Page extract

·····

Yet, as of February 2023, we may still need a crucial step to get there on OpenShift.
After applying the changes above and terminating CAS pods, you may find that the CAS operator is unable to restart your CAS server. The sas-cas-operator
pod log may contain errors such as: "sas-cas-server-default-controller" is forbidden: unable to validate against any security context constraint
.
What’s going on?
Simply put, OpenShift Is doing one of its jobs: enforcing a strict security policy.
Before installing SAS Viya, as a preliminary step, the cluster administrator created some security context constraints as instructed by the Preparing for OpenShift documentation page. One of these describes the permissions granted to CAS, including a list of permitted volume types: anything else gets automatically denied.
Assuming you used the sas-cas-server
security context constraint, you can check what volumes it permits with the following code:
oc get scc sas-cas-server -o jsonpath='{.volumes}'
By default, you should get a listing like the following: notice that the "ephemeral" volume we tried to use is not there.

·····

[Extracted records]
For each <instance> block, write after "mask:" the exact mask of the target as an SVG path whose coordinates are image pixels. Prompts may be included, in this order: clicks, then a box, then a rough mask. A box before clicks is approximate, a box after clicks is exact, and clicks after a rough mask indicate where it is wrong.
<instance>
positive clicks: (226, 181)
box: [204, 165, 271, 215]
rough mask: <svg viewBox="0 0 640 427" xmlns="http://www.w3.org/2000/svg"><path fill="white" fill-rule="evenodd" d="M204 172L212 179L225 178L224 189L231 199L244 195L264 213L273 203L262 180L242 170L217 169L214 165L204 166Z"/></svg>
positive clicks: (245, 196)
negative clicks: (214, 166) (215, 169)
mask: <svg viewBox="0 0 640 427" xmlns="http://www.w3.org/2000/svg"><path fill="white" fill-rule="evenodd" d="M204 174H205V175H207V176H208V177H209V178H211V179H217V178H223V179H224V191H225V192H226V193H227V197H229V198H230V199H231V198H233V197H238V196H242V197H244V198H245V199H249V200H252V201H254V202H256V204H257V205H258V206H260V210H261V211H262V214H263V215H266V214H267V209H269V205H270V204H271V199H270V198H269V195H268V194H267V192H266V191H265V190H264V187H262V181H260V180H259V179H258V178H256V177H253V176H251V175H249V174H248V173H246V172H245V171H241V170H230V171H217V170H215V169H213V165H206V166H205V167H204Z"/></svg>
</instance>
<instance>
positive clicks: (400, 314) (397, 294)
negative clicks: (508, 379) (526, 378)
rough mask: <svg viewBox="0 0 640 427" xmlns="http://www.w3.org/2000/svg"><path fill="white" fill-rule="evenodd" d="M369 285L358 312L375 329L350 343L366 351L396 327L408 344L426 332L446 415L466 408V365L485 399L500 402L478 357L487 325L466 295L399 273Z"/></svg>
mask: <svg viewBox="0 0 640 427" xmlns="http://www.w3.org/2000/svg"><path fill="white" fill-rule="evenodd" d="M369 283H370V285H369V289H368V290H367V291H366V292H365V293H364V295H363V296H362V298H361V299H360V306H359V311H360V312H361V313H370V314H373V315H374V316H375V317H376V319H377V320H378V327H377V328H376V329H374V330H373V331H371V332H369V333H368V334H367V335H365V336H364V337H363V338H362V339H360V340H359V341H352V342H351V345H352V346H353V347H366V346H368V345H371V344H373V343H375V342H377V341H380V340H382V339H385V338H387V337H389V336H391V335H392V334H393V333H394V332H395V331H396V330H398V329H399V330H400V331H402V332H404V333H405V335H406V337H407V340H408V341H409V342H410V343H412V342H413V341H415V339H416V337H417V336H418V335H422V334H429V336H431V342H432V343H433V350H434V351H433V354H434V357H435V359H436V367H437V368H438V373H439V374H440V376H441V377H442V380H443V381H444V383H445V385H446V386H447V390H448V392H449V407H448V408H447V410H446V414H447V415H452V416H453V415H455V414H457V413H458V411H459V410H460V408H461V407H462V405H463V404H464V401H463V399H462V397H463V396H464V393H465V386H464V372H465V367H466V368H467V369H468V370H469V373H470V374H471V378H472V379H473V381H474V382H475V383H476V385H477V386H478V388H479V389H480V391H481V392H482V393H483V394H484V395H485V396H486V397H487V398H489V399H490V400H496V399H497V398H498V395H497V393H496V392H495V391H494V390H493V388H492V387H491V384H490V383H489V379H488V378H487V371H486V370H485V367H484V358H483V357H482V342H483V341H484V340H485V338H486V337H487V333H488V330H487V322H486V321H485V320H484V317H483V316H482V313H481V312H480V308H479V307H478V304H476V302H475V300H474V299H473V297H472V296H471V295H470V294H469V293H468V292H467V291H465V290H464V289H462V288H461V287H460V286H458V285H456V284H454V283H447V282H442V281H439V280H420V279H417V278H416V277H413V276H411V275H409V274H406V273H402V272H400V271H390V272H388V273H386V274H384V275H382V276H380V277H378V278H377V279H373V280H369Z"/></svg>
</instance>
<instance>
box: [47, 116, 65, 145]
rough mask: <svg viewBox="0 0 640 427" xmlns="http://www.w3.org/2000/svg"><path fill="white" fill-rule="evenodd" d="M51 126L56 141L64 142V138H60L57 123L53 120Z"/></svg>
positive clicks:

·····

Brief 1
In the OpenShift excerpt, what command shows which volume types the sas-cas-server security context constraint permits?
Brief 2
Continue the OpenShift excerpt from its final sentence.
The data has no connection to the OpenShift excerpt.

Task answer 1
oc get scc sas-cas-server -o jsonpath='{.volumes}'

Task answer 2
["configMap","downwardAPI","emptyDir","nfs","persistentVolumeClaim","projected","secret"]
In summary, the missing step is to add ephemeral volumes to the list of permitted entries in the CAS security context constraint. Here is a simple command to do it:
oc -n get scc sas-cas-server -o json | jq '.volumes += ["ephemeral"]' | oc -n apply -f -
This one-liner uses the OpenShift CLI to read the current definition of the sas-cas-server
security context constraint and feed it into the `jq`
tool which appends the entry "ephemeral" to the array of permitted volumes. Then, `jq`
feeds the result back into another OpenShift CLI that re-loads the updated definition into the cluster.
This should be all. At this point, OpenShift should successfully validate the CAS controller request to allocate ephemeral volumes for the CAS pods, and the CAS server should be automatically started.
The ephemeral disk is now used by the CAS pod
As a last step, we just have to verify that the new setting is actually working (trust but verify!).
We can use the same code in SAS Studio as we did initially. The new result should give us the information we are looking for:
`/cas/cache-sastmp`
, as we specified. This is the path as seen by the CAS process inside the pods.SUCCESS!
Sample code in SAS Studio to show the updated CAS configuration.
In this series of articles, we are discussing how to leverage locally attached ephemeral disks for pods running in an OpenShift Container Platform cluster. They are a convenient choice for SAS Viya temporary storage and, in this article, we have seen how to configure CAS_DISK_CACHE to use them as Kubernetes generic ephemeral volumes.
Hello @EdoardoRiva ,
Thanks for sharing these articles. They're mandatory reading for OpenShift practitioners with Viya.
I wanted to know what account privileges are required to apply the scc manifest generated on the fly :
oc -n get scc sas-cas-server -o json | jq '.volumes += ["ephemeral"]' | oc -n apply -f -
is it Openshift admin cluster-wide or SAS Viya namespace admin ?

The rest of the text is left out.